═════ Supplied material
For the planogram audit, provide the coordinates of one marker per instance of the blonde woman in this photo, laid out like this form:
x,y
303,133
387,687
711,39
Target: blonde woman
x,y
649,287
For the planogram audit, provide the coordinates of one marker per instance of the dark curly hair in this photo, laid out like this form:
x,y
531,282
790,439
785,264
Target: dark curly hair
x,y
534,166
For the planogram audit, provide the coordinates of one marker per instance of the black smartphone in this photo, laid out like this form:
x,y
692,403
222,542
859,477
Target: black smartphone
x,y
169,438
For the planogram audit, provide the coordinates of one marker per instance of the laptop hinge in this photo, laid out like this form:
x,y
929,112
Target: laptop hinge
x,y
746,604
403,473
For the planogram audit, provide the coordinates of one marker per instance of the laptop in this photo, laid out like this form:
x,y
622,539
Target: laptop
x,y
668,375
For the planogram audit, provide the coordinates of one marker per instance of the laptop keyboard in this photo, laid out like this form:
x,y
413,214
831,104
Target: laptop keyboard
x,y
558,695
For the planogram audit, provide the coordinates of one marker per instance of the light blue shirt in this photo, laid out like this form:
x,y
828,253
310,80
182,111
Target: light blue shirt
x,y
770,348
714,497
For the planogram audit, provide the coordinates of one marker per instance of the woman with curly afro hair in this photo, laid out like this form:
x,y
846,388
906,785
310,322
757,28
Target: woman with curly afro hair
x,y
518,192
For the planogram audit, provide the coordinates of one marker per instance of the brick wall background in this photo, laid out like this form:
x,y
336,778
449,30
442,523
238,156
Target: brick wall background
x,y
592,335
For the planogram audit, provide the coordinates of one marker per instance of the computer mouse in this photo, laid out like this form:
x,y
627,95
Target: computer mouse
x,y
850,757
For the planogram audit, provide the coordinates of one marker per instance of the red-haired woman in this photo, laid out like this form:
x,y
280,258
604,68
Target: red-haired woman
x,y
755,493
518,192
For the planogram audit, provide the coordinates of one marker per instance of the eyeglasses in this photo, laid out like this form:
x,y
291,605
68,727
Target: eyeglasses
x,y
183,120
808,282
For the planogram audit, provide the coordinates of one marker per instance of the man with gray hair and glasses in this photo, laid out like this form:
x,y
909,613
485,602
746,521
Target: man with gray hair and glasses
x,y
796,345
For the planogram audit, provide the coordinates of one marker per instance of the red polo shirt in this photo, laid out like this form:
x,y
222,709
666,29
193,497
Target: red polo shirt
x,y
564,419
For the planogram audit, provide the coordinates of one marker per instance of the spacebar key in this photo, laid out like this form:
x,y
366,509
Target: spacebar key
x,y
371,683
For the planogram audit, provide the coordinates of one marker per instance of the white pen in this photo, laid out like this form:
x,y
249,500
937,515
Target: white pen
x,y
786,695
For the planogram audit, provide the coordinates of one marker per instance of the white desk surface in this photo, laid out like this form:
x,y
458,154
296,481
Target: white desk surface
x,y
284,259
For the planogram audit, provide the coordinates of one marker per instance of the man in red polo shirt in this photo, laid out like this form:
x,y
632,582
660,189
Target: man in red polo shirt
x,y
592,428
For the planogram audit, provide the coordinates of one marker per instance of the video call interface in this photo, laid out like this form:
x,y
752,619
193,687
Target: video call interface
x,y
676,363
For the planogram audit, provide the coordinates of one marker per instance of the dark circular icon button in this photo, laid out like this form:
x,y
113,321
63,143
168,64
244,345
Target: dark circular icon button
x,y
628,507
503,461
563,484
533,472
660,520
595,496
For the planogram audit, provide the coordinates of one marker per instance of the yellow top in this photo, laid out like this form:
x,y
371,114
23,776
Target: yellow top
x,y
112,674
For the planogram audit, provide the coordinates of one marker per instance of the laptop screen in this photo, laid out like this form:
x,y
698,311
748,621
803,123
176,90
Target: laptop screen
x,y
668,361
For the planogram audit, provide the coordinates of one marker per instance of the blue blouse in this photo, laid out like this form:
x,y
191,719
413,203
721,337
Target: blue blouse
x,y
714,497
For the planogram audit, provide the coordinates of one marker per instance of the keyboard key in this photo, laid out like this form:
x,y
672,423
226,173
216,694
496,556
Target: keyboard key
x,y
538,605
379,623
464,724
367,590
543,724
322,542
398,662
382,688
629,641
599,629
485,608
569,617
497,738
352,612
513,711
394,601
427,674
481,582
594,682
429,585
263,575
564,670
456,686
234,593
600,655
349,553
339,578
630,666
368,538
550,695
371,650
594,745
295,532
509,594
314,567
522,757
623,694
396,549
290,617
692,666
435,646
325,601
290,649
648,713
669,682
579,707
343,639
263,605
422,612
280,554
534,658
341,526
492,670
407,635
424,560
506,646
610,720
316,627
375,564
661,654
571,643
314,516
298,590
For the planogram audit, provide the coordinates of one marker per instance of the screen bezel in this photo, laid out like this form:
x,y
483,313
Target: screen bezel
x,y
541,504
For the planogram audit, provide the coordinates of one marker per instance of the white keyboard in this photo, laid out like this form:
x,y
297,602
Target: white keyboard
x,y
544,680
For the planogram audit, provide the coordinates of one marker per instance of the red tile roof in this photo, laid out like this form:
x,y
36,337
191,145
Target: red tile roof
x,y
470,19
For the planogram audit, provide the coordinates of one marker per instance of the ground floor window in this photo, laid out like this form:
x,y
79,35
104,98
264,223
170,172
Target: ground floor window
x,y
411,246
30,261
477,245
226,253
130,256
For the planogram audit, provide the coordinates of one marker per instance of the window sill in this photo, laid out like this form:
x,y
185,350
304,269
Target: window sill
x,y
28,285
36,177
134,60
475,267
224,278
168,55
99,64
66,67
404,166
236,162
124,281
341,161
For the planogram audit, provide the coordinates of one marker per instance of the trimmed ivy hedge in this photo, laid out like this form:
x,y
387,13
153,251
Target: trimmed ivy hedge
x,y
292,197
══════════
= What the task asks =
Your task is to repeat every entry exactly.

= Exercise response =
For the planogram audit, provide the coordinates of one marker per instance of the blonde woman in this photo, laid out like this form:
x,y
303,133
387,687
711,39
Target: blonde woman
x,y
649,287
For the planogram audit, provide the coordinates of one marker per instance of the dark curly hair in this photo, laid out like this form:
x,y
531,282
790,439
785,264
Target: dark curly hair
x,y
534,166
For the planogram audit, provide the coordinates of one marker per instance of the black smartphone in this photo, laid out like this form:
x,y
692,403
222,542
859,477
Target: black smartphone
x,y
169,438
For the planogram audit, provide the coordinates of one marker per instance of the laptop hinge in this photo, laid out like this form:
x,y
929,112
Target: laptop hinge
x,y
746,604
403,473
For the planogram audit, provide the coordinates of one marker per instance of the laptop in this photo, laid out like this form:
x,y
622,539
Target: laptop
x,y
668,375
For the planogram audit, provide the coordinates of one marker per instance of the laptop keyboard in this photo, laid out like this form:
x,y
413,214
831,104
Target: laptop keyboard
x,y
558,695
For the planogram audit, provide the coordinates of one marker per instance of the light blue shirt in this photo, laid out like this form:
x,y
828,253
310,80
182,111
Target: light blue shirt
x,y
770,348
714,497
For the planogram audit, provide the coordinates of one marker per instance of the woman with curly afro hair in this photo, laid out like this form:
x,y
846,388
906,785
310,322
757,28
Target: woman with curly afro hair
x,y
518,192
For the planogram audit, provide the coordinates of one marker per instance of the brick wall background in this photo, laid out like this form:
x,y
336,778
449,30
442,523
238,156
Target: brick wall background
x,y
592,335
For the planogram audit, provide the coordinates of one marker per instance of the computer mouse in this photo, laid out like this form:
x,y
627,95
Target: computer mouse
x,y
850,757
For the planogram audit, provide the coordinates of one marker per instance of the red-haired woman in this photo, laid out like this form:
x,y
280,258
604,68
Target: red-haired woman
x,y
755,493
518,192
For the planogram audit, provide the coordinates of one marker per instance of the eyeglasses in this photo, laid out like this form:
x,y
291,605
68,727
Target: eyeglasses
x,y
183,120
808,282
For the planogram audit, provide the coordinates of one marker per instance of the man with gray hair and glasses in this photo, laid out like this form:
x,y
909,613
485,602
746,521
Target: man with gray hair and glasses
x,y
796,345
For the planogram audit, provide the coordinates of one marker per instance of the red polo shirt in this photo, laid out like this form:
x,y
222,709
666,29
193,497
Target: red polo shirt
x,y
564,419
For the planogram audit, provide the coordinates of one marker per instance of the spacebar key in this photo, laid out like this form:
x,y
366,509
Target: spacebar key
x,y
371,683
For the planogram audit, provide the coordinates of one marker per instance of the white pen in this photo, laid out like this form:
x,y
249,500
937,515
Target: white pen
x,y
786,695
For the planogram audit, provide the coordinates of one marker per instance of the white desk surface in this photo, laid out like this form:
x,y
458,154
296,481
Target: white desk surface
x,y
284,259
For the planogram audit, provide the coordinates of one marker per instance of the man in red polo shirt in this photo, laid out like this form:
x,y
632,582
660,189
Target: man in red polo shirt
x,y
592,428
For the planogram audit, provide the coordinates of one marker per instance of the video call interface in this photo, laid out like this form:
x,y
752,619
193,687
Target: video call interface
x,y
676,363
For the planogram audit, provide the coordinates of one marker per instance of the dark circular icon button in this photo, laid out like this form:
x,y
113,321
63,143
168,64
244,345
Target: dark circular icon button
x,y
628,507
503,461
563,484
533,472
660,520
595,496
For the planogram audit, provide the coordinates of one marker per instance of the yellow top in this photo, laid out like this form:
x,y
371,114
23,776
Target: yellow top
x,y
112,674
For the planogram audit, provide the coordinates of one marker per instance of the laptop screen in this photo, laid out like this form:
x,y
698,311
748,621
803,123
176,90
Target: laptop screen
x,y
668,361
For the planogram audit, provide the coordinates of one marker per instance of the blue blouse in this photo, laid out like this form:
x,y
191,719
413,203
721,337
Target: blue blouse
x,y
714,497
For the planogram audit, provide the coordinates of one marker per instance of the keyboard key in this photo, laid out like this form:
x,y
672,423
226,173
216,694
496,556
Target: keyboard key
x,y
538,605
379,623
464,724
367,590
543,724
322,542
398,662
382,688
629,641
599,629
485,608
569,617
497,738
352,612
513,711
394,601
427,674
481,582
594,682
429,585
263,575
564,670
456,686
234,593
600,655
349,553
339,578
630,666
368,538
550,695
371,650
594,745
295,532
509,594
314,567
522,757
623,694
396,549
290,617
692,666
435,646
325,601
290,649
648,713
669,682
579,707
343,639
263,605
422,612
280,554
534,658
341,526
492,670
407,635
424,560
506,646
610,720
316,627
375,564
661,654
571,643
314,516
298,590
For the planogram audit, provide the coordinates of one marker per instance of the screen bezel in this photo, laid out like this form:
x,y
483,313
Target: screen bezel
x,y
541,504
For the planogram audit, provide the coordinates of one marker per instance of the white keyboard in this photo, laid out like this form:
x,y
297,602
Target: white keyboard
x,y
544,680
For the planogram audit, provide the coordinates of one marker per instance of the red tile roof in this photo, laid out like this form:
x,y
36,337
191,145
Target: red tile roof
x,y
470,19
For the planogram audit, provide the coordinates of one marker per instance of the ground floor window in this photo, laid out like this form:
x,y
79,35
104,98
264,223
170,172
Target: ground floor window
x,y
411,246
30,261
477,245
226,253
130,256
For the planogram audit, provide the coordinates of one marker per instance of the window sill in this photo, laid out like this form:
x,y
185,350
304,269
Target: window sill
x,y
28,285
36,177
134,60
475,267
224,278
168,55
99,64
66,67
404,166
236,162
124,281
341,161
For the planogram audit, provide the coordinates of one marker per instance of the trimmed ivy hedge in this photo, laid out like this form:
x,y
387,13
153,251
Target: trimmed ivy hedge
x,y
292,197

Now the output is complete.